__Task input__.
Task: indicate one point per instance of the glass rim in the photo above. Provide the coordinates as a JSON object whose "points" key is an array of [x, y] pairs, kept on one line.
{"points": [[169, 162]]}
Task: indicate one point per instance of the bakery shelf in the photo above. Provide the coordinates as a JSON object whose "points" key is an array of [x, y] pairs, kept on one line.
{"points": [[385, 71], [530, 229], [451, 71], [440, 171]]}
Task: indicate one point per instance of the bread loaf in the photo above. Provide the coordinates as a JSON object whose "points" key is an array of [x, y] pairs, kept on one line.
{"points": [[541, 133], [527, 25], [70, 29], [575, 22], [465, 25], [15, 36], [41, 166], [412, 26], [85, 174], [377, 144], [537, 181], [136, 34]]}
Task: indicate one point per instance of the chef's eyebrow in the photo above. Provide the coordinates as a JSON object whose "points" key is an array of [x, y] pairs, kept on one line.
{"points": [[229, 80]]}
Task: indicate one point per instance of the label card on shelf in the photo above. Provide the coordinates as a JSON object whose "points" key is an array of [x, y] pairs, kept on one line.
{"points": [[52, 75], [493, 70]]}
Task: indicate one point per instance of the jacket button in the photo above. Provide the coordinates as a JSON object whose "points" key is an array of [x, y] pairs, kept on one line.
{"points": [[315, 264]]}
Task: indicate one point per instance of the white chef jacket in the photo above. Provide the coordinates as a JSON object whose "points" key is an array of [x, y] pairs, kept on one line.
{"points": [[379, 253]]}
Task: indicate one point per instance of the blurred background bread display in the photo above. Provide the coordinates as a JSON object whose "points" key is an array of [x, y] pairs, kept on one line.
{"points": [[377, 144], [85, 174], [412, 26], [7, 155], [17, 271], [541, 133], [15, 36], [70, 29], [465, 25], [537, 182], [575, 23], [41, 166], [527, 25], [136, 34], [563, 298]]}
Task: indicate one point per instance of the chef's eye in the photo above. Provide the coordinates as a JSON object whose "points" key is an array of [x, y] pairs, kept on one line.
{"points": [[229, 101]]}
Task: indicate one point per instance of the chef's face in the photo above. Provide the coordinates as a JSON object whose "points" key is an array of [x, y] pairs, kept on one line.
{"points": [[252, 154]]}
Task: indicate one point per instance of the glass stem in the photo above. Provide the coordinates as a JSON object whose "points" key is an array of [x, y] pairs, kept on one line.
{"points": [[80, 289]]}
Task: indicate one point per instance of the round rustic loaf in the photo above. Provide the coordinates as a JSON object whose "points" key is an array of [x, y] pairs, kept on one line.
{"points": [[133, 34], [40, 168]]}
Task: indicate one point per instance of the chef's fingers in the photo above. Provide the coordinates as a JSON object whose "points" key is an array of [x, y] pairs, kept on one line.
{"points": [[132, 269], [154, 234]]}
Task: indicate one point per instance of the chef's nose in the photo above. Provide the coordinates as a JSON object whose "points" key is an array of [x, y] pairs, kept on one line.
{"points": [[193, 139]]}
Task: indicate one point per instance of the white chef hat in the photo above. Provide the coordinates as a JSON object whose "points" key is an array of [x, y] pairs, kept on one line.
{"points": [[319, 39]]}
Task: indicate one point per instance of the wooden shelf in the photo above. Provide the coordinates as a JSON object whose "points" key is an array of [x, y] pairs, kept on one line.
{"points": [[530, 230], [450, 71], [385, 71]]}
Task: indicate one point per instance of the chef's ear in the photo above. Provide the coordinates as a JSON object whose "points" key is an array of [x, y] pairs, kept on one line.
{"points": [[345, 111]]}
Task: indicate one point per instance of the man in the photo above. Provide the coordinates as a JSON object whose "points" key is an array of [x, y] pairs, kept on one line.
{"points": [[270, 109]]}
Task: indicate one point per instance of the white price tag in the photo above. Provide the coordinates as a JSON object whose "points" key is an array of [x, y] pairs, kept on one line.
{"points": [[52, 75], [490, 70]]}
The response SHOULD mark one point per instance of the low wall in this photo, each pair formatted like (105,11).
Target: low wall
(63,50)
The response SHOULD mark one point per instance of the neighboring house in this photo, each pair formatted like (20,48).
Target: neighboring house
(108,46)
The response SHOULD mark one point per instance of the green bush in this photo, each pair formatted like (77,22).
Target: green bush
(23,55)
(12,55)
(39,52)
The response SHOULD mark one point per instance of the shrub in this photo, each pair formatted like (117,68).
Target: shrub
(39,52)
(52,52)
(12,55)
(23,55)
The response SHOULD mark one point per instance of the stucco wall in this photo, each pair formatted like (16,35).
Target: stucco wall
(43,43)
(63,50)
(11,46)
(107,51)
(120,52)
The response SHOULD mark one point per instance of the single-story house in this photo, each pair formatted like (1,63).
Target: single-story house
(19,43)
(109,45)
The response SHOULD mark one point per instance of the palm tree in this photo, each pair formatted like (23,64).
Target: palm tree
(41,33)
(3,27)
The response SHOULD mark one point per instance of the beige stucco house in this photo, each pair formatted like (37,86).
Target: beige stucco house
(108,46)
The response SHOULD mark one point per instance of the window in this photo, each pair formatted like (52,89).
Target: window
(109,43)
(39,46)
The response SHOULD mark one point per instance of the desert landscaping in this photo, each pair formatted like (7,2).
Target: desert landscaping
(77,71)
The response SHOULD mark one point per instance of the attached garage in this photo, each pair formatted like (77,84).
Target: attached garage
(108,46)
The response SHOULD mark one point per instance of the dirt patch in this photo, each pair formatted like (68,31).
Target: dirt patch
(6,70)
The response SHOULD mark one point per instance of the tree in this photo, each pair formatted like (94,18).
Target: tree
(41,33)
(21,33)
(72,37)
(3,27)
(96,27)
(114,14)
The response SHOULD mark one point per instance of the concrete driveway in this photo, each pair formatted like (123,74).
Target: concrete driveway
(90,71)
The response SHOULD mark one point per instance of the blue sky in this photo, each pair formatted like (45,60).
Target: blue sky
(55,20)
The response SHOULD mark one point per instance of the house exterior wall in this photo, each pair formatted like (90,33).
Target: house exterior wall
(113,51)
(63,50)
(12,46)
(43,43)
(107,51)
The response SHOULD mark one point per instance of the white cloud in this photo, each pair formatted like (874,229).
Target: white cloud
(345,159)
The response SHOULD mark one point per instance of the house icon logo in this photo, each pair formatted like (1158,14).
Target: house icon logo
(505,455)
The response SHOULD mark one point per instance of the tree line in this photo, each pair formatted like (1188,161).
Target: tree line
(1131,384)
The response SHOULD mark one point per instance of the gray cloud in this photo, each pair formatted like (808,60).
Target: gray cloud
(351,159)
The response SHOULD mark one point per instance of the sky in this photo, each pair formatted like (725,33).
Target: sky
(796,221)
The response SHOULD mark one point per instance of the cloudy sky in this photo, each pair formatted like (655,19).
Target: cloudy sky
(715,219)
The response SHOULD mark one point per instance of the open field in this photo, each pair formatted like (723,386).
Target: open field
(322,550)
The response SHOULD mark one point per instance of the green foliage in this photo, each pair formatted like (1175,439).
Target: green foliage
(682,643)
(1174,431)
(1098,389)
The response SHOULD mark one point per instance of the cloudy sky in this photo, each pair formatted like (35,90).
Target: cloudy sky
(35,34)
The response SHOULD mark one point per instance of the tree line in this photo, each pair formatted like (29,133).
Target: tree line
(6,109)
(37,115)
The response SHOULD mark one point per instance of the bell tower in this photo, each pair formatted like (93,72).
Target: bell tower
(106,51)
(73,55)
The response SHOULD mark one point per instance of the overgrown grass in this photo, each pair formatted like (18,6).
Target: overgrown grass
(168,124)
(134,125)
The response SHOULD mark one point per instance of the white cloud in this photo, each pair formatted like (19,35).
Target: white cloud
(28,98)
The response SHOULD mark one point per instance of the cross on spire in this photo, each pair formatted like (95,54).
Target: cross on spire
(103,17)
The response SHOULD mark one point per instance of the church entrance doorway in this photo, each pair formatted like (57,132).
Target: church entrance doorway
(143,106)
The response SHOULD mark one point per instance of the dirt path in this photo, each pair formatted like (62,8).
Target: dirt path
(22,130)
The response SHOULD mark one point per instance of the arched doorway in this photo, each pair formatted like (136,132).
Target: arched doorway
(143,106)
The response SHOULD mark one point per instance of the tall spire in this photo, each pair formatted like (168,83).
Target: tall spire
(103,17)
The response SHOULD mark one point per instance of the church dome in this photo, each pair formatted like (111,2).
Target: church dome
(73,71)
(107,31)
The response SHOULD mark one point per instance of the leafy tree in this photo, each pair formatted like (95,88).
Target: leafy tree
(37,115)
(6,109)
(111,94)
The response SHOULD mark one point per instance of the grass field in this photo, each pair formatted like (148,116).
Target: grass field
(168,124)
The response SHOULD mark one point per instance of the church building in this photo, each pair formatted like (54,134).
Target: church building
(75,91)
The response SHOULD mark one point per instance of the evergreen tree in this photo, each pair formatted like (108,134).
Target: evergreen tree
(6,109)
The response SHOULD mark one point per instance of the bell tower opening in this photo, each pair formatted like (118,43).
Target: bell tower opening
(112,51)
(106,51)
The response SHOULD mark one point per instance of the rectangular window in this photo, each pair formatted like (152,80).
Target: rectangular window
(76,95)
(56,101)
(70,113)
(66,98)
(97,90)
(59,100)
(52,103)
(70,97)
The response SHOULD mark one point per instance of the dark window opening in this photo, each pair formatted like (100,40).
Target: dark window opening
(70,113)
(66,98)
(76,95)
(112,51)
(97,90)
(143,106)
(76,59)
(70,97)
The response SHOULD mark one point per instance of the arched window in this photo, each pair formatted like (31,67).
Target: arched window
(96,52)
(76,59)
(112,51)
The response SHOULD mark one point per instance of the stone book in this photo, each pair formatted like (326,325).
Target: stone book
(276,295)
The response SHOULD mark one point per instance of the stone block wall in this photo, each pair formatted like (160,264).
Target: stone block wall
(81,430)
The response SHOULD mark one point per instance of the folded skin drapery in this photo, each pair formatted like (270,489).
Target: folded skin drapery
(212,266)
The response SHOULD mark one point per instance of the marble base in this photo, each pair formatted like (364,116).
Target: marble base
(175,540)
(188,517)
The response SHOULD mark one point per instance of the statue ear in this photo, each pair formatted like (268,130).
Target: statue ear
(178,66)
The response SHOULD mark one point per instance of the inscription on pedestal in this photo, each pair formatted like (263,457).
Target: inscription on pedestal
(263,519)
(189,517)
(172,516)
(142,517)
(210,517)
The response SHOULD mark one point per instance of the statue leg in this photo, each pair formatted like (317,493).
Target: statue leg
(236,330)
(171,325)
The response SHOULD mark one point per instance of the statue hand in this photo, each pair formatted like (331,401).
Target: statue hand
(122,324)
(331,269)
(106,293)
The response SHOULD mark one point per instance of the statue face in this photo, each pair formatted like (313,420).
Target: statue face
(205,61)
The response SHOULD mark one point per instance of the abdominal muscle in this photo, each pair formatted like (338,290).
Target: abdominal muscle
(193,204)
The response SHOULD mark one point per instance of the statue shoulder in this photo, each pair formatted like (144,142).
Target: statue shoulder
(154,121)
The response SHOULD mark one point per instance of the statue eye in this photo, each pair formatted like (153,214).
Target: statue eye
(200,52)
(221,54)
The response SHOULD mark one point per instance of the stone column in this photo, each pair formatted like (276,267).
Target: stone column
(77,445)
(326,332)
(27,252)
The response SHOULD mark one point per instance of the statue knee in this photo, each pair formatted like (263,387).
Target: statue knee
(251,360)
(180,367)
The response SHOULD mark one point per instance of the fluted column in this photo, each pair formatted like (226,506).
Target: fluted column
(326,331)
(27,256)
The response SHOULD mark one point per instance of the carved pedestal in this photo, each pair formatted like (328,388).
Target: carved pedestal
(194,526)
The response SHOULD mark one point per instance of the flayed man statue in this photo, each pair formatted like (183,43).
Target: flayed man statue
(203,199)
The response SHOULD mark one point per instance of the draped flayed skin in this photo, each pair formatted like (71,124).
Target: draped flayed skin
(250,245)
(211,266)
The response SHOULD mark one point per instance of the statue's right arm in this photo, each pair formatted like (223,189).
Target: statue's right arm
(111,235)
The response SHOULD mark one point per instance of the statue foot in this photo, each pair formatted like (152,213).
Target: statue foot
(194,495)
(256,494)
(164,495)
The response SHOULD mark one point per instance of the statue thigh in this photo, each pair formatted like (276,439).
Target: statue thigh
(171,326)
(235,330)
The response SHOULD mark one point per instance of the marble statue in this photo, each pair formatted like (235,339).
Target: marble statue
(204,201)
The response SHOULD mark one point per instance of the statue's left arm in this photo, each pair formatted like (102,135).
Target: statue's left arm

__Exercise goal__.
Within the data above, how many lines include "left"? The number alone is the answer.

__Answer area__.
2